## PROBLEM STATEMENT
Reproduce the data below with every "Target" swapped for "Object" and nothing else altered. Leave out the pictures.

## DATA FOR THIS EXERCISE
__________
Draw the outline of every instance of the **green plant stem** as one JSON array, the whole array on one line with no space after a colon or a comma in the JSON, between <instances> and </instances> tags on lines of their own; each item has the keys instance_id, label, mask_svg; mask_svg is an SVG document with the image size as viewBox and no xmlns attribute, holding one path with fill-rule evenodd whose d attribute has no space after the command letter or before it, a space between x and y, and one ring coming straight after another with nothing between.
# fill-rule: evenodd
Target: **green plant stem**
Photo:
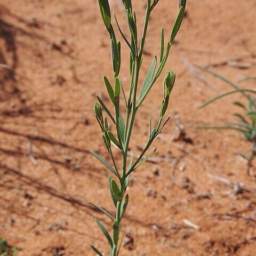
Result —
<instances>
[{"instance_id":1,"label":"green plant stem","mask_svg":"<svg viewBox=\"0 0 256 256\"><path fill-rule=\"evenodd\" d=\"M136 71L134 78L134 88L133 88L133 98L132 101L132 113L131 116L131 120L129 124L129 126L127 130L127 138L126 138L125 143L124 146L124 151L126 154L128 150L128 147L129 145L130 139L131 138L131 132L132 127L133 126L133 123L134 122L135 116L137 112L136 108L136 97L137 93L137 87L138 87L138 82L139 81L139 75L140 73L141 63L141 58L143 53L143 49L144 47L144 44L145 43L146 36L147 35L147 30L148 26L148 22L149 20L149 15L150 14L150 0L148 0L147 4L147 9L146 11L146 17L145 20L144 22L144 27L142 33L142 37L141 38L141 43L140 45L140 53L139 54L139 57L136 58Z\"/></svg>"}]
</instances>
__________
## EXERCISE OUTPUT
Draw the outline of every instance of the **green plant stem** as one JSON array, the whole array on one line with no space after a colon or a comma in the JSON, between <instances> and </instances> tags on lines of their own; each item has the keys instance_id, label, mask_svg; mask_svg is an SVG document with the image size as viewBox and no xmlns attribute, holding one path with fill-rule evenodd whose d attribute has no space after the command letter or before it, a space between x and y, and one ring coming straight after another with nothing between.
# fill-rule: evenodd
Object: **green plant stem**
Photo:
Result —
<instances>
[{"instance_id":1,"label":"green plant stem","mask_svg":"<svg viewBox=\"0 0 256 256\"><path fill-rule=\"evenodd\" d=\"M136 71L134 78L134 88L133 88L133 98L132 101L132 113L131 116L131 120L129 124L129 126L127 130L127 138L126 138L125 143L124 146L124 151L126 154L128 150L128 147L129 145L130 139L131 138L131 132L132 127L133 126L133 123L134 122L135 116L137 112L136 108L136 97L137 93L137 87L138 87L138 82L139 81L139 75L140 73L141 63L141 58L143 53L143 49L144 47L144 44L145 43L146 36L147 35L147 30L148 26L148 22L149 20L149 15L150 14L150 0L148 0L147 4L147 9L146 11L146 17L145 20L144 22L144 27L142 33L142 37L141 38L141 43L140 45L140 53L139 54L139 57L136 58Z\"/></svg>"}]
</instances>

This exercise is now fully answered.